Records to process:

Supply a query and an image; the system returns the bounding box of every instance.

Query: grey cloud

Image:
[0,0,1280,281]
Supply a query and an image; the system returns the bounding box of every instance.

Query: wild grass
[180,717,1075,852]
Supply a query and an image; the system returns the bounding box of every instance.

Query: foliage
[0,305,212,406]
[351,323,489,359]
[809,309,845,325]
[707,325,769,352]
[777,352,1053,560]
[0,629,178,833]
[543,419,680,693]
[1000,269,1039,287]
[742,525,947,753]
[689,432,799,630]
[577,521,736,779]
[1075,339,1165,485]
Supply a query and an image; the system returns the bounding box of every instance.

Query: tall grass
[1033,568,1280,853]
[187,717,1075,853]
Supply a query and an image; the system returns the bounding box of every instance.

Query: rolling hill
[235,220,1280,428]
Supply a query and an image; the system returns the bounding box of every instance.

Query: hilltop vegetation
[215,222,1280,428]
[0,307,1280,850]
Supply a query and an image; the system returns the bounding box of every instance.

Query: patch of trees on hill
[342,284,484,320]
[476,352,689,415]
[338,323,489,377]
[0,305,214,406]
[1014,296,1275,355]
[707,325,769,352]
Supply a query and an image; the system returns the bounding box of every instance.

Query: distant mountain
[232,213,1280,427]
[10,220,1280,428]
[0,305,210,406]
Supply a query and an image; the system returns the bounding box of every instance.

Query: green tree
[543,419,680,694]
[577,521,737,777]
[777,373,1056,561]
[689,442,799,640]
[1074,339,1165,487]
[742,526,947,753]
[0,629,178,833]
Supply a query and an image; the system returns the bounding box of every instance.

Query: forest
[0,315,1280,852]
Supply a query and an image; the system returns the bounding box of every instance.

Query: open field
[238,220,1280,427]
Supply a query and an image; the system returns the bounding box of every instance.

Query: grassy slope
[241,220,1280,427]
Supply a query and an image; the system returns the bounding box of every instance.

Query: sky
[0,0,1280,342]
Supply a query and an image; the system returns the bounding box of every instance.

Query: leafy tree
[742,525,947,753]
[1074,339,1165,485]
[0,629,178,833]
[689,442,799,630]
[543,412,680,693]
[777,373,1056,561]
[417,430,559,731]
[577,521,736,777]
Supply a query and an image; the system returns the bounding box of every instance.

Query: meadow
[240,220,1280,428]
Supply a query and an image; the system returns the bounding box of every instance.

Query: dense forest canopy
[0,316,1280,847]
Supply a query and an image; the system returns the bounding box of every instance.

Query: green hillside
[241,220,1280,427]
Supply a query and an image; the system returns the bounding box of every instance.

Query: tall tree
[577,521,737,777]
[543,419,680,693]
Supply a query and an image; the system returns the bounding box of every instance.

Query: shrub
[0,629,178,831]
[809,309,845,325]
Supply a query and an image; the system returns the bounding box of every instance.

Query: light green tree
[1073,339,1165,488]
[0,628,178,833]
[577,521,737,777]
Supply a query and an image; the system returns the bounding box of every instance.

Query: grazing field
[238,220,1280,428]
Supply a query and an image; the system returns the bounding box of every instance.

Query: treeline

Work to be completed:
Count the lines of the material above that contain the string "field", with uppercase and lowercase treated as different. Reply with the number alone.

Answer below:
2